(Location identification entries)
......
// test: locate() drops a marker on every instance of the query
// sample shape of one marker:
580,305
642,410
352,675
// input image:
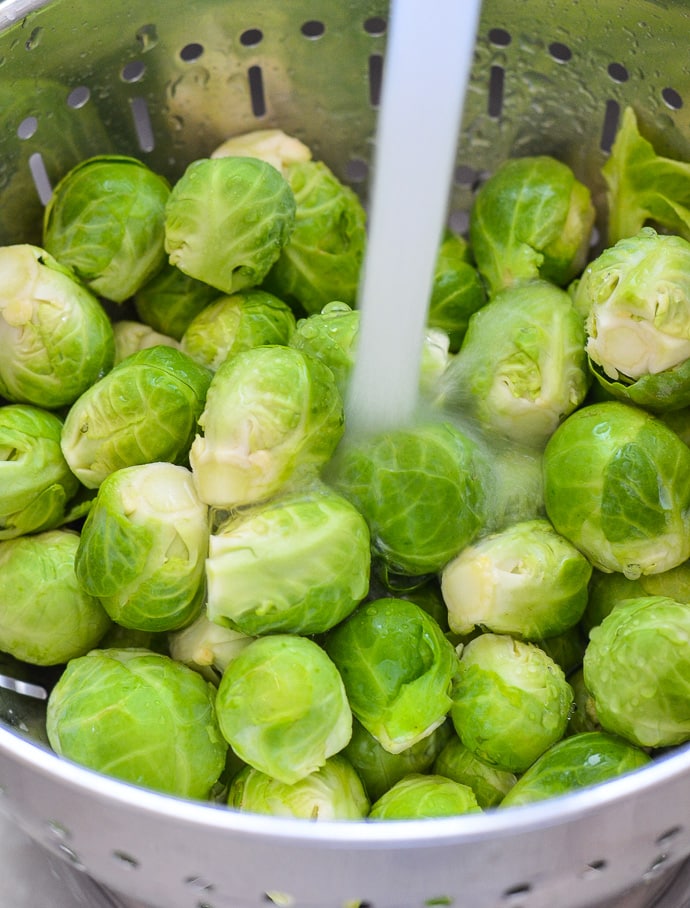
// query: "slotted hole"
126,860
500,37
133,71
560,52
27,128
256,90
78,97
375,79
375,26
142,123
251,37
610,125
667,837
356,170
618,72
496,87
313,29
672,99
190,53
39,175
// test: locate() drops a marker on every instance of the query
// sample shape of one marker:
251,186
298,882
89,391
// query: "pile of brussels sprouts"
245,603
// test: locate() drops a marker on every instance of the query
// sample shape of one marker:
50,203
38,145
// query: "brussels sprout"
526,581
282,707
140,717
566,649
270,145
617,485
331,336
207,647
532,218
298,563
397,667
580,761
636,300
522,366
171,299
227,220
333,792
250,318
132,336
422,797
457,290
105,220
143,547
636,667
36,485
421,490
145,410
643,186
510,701
607,590
583,714
55,337
489,784
322,259
272,414
379,769
46,618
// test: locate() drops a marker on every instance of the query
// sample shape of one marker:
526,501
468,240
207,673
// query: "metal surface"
168,80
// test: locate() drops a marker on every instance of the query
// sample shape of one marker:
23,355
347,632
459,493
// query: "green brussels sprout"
282,707
323,257
606,590
424,797
635,297
331,336
636,666
617,485
249,318
580,761
457,290
55,337
144,410
526,581
36,485
131,336
532,218
566,649
227,220
143,547
583,714
207,647
489,784
273,414
140,717
298,563
522,366
271,145
333,792
397,667
379,769
510,701
171,299
47,618
643,186
105,220
421,490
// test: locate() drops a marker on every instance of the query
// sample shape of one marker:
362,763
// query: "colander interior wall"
167,81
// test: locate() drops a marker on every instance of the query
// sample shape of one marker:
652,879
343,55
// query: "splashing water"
427,69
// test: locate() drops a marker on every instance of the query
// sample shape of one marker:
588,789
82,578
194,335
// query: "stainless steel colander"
167,80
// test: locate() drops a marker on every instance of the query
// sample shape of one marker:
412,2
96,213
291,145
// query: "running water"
427,69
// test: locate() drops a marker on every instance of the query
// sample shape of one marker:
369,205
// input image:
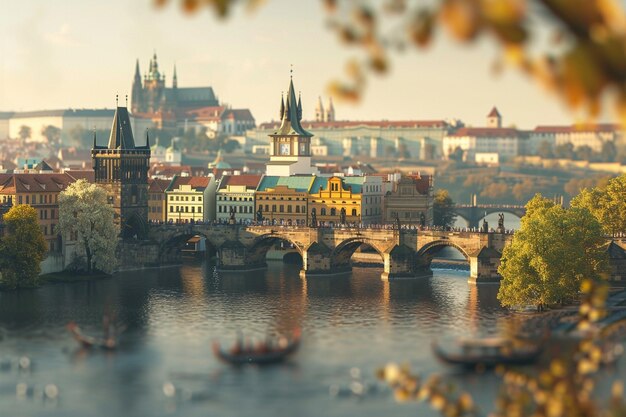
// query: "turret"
319,110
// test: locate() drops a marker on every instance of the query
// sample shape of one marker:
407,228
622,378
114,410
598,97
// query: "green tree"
22,248
607,204
24,133
428,152
85,213
443,209
554,249
52,134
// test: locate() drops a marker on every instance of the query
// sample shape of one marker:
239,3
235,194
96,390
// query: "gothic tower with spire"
290,144
121,168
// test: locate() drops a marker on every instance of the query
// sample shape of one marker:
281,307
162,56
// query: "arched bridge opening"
278,247
442,253
357,251
187,245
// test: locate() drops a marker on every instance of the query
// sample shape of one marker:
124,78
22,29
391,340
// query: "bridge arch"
257,251
342,253
170,250
427,252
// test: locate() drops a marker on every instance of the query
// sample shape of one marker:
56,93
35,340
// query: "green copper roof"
297,183
291,115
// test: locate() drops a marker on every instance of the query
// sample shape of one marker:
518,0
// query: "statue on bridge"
501,228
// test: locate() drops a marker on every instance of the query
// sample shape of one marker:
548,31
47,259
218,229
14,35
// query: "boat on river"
488,352
269,352
107,342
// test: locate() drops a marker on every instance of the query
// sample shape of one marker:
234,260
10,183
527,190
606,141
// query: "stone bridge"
324,251
472,214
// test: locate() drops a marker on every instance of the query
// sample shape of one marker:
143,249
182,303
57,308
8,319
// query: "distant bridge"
472,214
324,251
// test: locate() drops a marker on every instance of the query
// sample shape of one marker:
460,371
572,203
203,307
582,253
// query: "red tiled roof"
603,127
86,174
490,132
34,182
383,124
197,183
251,181
494,112
156,185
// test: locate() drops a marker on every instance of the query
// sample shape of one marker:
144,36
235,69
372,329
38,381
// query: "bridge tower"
121,168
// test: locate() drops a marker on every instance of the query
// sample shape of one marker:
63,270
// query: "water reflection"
173,314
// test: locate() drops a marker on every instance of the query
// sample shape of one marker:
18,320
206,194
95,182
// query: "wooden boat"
108,343
488,352
260,356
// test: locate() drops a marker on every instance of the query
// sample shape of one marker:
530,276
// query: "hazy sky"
80,53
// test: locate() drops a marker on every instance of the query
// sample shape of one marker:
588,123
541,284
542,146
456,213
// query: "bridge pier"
399,262
484,266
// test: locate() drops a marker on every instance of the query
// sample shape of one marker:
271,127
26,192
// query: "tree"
24,133
85,213
428,151
584,153
22,248
554,249
607,204
52,134
443,209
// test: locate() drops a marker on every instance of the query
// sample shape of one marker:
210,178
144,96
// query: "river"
351,325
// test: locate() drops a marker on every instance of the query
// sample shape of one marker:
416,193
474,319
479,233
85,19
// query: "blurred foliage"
607,203
584,64
566,387
549,255
22,248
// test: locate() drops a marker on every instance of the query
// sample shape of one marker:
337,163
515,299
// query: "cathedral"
152,99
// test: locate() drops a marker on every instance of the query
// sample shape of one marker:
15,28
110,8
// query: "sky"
81,53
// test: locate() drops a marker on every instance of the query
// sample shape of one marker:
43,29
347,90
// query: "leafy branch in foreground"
564,388
584,63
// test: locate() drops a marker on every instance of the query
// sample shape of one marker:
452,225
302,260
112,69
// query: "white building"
236,193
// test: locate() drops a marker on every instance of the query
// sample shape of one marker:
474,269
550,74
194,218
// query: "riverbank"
70,276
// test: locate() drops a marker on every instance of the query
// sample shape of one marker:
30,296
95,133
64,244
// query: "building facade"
190,199
121,168
411,201
157,203
284,200
236,194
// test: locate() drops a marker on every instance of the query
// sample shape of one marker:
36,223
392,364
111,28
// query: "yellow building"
41,191
157,203
283,200
327,198
187,199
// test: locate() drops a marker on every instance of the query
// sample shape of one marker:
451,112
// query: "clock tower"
290,144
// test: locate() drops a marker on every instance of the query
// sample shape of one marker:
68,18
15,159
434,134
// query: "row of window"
184,198
185,209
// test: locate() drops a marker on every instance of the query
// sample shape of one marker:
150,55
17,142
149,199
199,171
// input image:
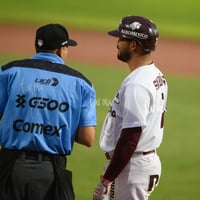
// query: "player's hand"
102,189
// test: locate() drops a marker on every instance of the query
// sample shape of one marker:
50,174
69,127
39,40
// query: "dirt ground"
172,56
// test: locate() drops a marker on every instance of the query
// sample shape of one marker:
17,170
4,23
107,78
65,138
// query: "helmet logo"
40,43
135,25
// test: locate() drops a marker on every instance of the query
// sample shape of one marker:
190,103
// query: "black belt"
33,156
107,154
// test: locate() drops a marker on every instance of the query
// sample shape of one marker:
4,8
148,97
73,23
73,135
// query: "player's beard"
124,56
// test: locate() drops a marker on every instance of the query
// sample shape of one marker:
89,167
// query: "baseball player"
45,107
133,128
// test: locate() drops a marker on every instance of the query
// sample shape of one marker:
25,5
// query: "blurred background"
95,56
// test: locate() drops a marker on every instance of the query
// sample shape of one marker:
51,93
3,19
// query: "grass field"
178,18
179,151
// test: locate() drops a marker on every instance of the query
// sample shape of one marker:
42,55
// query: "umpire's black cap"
52,36
138,28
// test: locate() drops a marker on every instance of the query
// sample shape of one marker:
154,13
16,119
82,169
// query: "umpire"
45,106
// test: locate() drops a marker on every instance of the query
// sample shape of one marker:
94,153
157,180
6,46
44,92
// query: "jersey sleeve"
3,93
88,108
136,104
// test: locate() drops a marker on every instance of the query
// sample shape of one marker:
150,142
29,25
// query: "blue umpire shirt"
43,103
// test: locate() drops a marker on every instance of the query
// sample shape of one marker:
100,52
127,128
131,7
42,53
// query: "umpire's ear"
62,52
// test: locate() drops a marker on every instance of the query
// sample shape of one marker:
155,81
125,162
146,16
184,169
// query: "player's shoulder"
143,76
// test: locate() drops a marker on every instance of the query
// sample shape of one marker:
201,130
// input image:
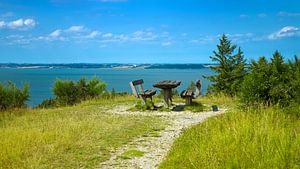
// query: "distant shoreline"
112,65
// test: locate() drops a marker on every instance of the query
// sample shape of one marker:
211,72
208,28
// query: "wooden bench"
189,95
141,94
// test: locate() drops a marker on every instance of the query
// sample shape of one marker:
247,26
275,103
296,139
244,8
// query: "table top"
167,84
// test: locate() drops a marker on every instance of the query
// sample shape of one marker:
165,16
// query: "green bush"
69,92
13,97
230,69
272,83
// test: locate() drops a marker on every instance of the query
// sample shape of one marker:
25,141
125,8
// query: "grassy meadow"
262,138
80,136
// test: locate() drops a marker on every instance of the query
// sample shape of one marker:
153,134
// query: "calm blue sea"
41,80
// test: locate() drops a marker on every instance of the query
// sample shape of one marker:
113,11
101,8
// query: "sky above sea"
144,31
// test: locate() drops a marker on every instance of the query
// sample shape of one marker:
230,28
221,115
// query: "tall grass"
71,137
264,138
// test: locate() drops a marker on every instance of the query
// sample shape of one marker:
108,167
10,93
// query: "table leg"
167,93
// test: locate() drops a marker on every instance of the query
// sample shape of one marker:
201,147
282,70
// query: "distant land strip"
106,65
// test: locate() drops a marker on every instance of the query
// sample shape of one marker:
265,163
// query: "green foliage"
230,69
271,83
68,92
132,153
264,138
48,103
81,136
192,86
13,97
195,107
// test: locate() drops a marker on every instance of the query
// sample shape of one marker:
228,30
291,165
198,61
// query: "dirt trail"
155,147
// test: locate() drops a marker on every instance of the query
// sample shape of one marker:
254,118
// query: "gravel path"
155,147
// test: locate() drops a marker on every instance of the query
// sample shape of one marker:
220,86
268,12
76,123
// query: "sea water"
42,80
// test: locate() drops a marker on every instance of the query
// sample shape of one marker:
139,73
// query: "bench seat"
148,93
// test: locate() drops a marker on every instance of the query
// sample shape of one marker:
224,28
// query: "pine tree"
230,69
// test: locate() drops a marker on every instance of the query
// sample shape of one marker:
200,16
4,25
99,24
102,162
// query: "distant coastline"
107,65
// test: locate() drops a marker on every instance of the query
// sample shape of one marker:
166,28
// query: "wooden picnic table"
167,86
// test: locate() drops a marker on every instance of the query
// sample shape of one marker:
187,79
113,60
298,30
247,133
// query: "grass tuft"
79,136
262,138
132,153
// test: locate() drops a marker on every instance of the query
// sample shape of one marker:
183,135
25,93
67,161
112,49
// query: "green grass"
71,137
265,138
196,106
132,153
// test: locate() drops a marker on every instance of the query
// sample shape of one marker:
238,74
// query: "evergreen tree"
230,69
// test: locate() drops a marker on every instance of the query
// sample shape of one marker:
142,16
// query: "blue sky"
144,31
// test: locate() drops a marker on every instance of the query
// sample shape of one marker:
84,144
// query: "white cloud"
288,14
16,24
93,34
2,24
55,33
166,43
76,29
244,16
29,22
7,14
113,0
107,35
287,31
19,24
143,36
103,46
262,15
203,40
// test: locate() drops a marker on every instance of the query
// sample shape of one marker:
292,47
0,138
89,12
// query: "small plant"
132,153
195,107
144,106
48,103
13,97
69,92
174,93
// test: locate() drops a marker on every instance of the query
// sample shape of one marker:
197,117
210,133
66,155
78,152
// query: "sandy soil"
155,147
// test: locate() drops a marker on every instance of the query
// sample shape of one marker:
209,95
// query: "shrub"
13,97
230,69
48,103
66,92
69,92
271,83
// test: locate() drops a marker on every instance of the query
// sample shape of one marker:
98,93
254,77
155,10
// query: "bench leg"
143,100
188,100
167,97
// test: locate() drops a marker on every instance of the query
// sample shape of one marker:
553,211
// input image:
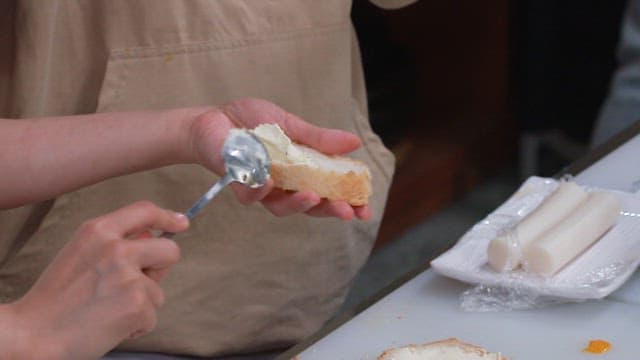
......
Please pick out every line in the material above that contains the word "foliage" and copy each of those lines.

(Final result):
// query: "blurred foliage"
// query: "green foliage"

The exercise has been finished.